begin The data

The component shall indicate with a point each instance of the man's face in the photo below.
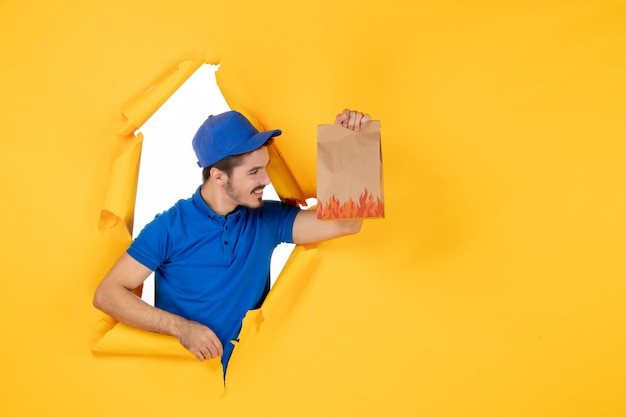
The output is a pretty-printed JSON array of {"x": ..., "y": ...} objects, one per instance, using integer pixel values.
[{"x": 246, "y": 183}]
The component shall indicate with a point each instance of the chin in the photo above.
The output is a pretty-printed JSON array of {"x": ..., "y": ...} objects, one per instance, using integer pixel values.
[{"x": 256, "y": 205}]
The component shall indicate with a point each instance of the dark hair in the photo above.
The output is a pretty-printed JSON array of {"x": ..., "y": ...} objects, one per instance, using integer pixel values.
[{"x": 227, "y": 164}]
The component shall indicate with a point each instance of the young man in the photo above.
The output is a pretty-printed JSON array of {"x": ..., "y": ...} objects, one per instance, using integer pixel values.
[{"x": 211, "y": 253}]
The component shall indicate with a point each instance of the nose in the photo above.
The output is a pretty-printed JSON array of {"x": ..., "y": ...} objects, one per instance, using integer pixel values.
[{"x": 265, "y": 179}]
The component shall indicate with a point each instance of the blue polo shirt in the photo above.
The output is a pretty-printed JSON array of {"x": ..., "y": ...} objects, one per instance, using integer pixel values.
[{"x": 213, "y": 268}]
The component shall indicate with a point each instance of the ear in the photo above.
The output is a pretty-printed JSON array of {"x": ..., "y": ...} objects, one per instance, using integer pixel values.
[{"x": 218, "y": 176}]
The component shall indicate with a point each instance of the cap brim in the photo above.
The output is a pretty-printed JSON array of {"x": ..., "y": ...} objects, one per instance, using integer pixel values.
[{"x": 255, "y": 142}]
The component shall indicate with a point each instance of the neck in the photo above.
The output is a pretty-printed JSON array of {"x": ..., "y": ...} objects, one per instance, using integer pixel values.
[{"x": 216, "y": 198}]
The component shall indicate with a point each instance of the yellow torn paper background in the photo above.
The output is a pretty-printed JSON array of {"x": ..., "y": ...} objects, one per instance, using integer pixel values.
[{"x": 494, "y": 286}]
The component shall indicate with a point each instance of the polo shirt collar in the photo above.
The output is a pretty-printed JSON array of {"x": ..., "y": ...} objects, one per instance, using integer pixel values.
[{"x": 204, "y": 208}]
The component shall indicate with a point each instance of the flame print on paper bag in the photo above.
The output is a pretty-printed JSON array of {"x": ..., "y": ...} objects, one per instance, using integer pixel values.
[{"x": 367, "y": 207}]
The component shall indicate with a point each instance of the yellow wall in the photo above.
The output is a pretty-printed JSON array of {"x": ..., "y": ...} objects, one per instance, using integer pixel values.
[{"x": 495, "y": 286}]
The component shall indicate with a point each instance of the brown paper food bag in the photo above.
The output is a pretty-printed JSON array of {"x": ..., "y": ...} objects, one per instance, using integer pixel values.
[{"x": 349, "y": 172}]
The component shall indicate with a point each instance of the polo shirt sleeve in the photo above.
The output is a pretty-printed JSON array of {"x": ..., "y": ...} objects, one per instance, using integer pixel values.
[
  {"x": 280, "y": 217},
  {"x": 150, "y": 247}
]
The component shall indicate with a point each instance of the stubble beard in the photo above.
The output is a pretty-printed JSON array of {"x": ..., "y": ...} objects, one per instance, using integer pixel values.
[{"x": 237, "y": 196}]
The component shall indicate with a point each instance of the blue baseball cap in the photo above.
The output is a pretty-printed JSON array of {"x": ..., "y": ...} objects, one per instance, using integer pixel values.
[{"x": 227, "y": 134}]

end The data

Reproduce verbatim the lines running from the one containing "sleeve in the photo above." through the end of the records, inclusive.

**Response to the task:**
The component shall indicate with a point each instance of the polo shirt sleeve in the photo above.
The output is a pretty-printed JSON array of {"x": ..., "y": ...} objects, one per instance, using integer pixel values.
[
  {"x": 280, "y": 217},
  {"x": 150, "y": 247}
]
The component shall indicate with a point each instance of the stubble beard in the photo above.
The output is a pretty-printed JSON array of {"x": ..., "y": ...} objects, one per instance, using integer pixel values.
[{"x": 237, "y": 196}]
The component shall indicate with a point each instance of the blue baseball cap in the photo above.
The output is a pretty-printed JSON array of {"x": ..., "y": ...} objects, one per instance, using integer pixel values.
[{"x": 227, "y": 134}]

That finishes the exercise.